◆ Goal of the exercise:
Render the listing below as a Markdown table with the columns Row and Line text. Cover everything from the start of the listing up to and including the line that contains "column 400, row 554", giving one numbered row per line, skipping blank lines, and leaving the pictures out.

─── Record list ───

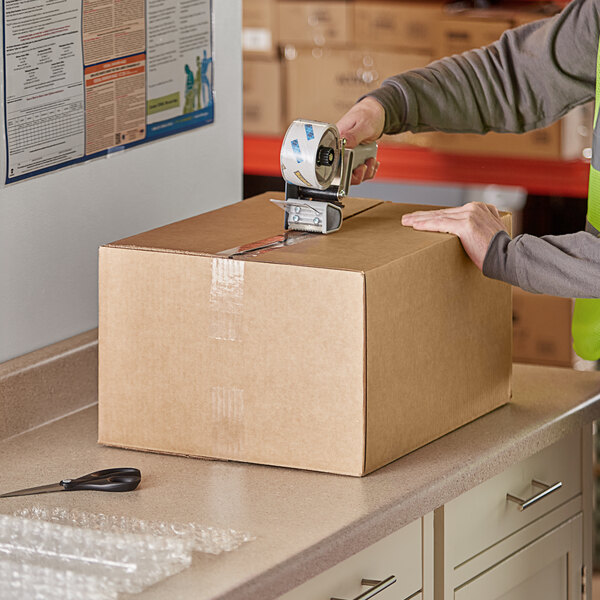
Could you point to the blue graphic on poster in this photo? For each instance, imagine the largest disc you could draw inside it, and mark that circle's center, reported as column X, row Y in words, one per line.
column 77, row 87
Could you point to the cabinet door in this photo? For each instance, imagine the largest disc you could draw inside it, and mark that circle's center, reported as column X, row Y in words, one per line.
column 547, row 569
column 400, row 554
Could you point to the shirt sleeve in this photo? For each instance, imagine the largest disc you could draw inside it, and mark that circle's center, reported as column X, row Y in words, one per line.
column 529, row 78
column 560, row 265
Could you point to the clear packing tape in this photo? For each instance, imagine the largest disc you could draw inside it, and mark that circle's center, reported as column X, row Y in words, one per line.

───

◆ Correct answer:
| Row | Line text |
|---|---|
| 1 | Could you point to the blue graphic on poster in this photo? For each instance, imagine the largest disc you could draw inside it, and mark that circle's center, reported as column X, row Y in words, one per line. |
| 2 | column 77, row 87 |
| 3 | Could you point to the cabinet door in this photo? For each instance, imagine the largest disc you could draw inside it, and mark that circle's center, reported as column X, row Y in words, one per line. |
| 4 | column 547, row 569 |
| 5 | column 400, row 554 |